# Written task 1
Show every line of the listing that contains the string "steep", matching its case exactly.

Labour needs a programme of political education - so says teacher and activist James McCash in a recent blog on OpenDemocracyUK . 

He points out that one in 75 people in the UK is now a member of the Labour Party - so where are the Labour voices in pub conversations, mother and toddler groups, book groups? 

Derbyshire Dales has developed a vibrantly active presence on social media, but we’re speaking to the converted. Great as social media is, I don’t find it all that easy for exploring policy, nor do I always remember that great post I shared on Facebook when I’m face to face with a friend or neighbour whose political views differ from my own.

 We live in a Conservative constituency - someone you know must vote for them. How do we turn that vote around? How do we take the fight to the Tories on our own ground? How do we start having conversations outside of our own circle? How do we develop more informed and articulate discussions within our own circle?

 Starting early this year, Wirksworth & Masson Branch decided to set up a stall at Wirksworth Farmers Market. It’s only for 2 hours once a month, but it’s an opportunity to campaign, hand out literature, promote CLP events, demonstrate an active Labour Party presence and have conversations. Indeed, conversations are the most enjoyable part of being on the stall. But in my experience, we are speaking to the converted. People have thanked us for being there, for having a presence in the town, but it’s rare to have a conversation on the stall with someone who isn’t a supporter.

(Excerpts from point annotation data)
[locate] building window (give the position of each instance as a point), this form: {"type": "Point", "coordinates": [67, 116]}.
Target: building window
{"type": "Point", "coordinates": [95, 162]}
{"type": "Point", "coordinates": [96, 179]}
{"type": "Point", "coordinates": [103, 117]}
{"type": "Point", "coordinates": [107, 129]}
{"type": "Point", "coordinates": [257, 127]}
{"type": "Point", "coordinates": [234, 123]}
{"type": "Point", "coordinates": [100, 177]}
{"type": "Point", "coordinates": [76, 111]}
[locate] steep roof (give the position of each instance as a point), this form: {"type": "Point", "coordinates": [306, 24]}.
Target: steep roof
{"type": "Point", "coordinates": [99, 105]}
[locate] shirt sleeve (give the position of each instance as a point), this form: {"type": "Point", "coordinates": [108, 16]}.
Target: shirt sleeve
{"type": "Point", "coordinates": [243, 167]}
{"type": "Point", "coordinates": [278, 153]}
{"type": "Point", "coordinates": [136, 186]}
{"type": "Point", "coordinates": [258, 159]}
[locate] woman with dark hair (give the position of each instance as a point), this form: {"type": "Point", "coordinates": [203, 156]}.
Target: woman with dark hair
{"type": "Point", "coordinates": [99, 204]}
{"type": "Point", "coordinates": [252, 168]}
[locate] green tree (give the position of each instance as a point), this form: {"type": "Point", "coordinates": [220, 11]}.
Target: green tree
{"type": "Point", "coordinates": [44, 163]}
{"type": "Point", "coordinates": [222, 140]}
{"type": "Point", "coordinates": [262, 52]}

* * *

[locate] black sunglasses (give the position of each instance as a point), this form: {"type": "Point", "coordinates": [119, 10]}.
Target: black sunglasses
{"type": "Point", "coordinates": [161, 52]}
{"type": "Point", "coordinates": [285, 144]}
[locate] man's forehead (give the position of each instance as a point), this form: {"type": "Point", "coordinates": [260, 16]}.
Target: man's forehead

# Written task 2
Duplicate the passage of the text on Labour campaigning from "Starting early this" to "isn’t a supporter.".

# Written reply 1
[locate] steep roof (give the position of each instance as a point), this form: {"type": "Point", "coordinates": [306, 24]}.
Target: steep roof

# Written reply 2
Starting early this year, Wirksworth & Masson Branch decided to set up a stall at Wirksworth Farmers Market. It’s only for 2 hours once a month, but it’s an opportunity to campaign, hand out literature, promote CLP events, demonstrate an active Labour Party presence and have conversations. Indeed, conversations are the most enjoyable part of being on the stall. But in my experience, we are speaking to the converted. People have thanked us for being there, for having a presence in the town, but it’s rare to have a conversation on the stall with someone who isn’t a supporter.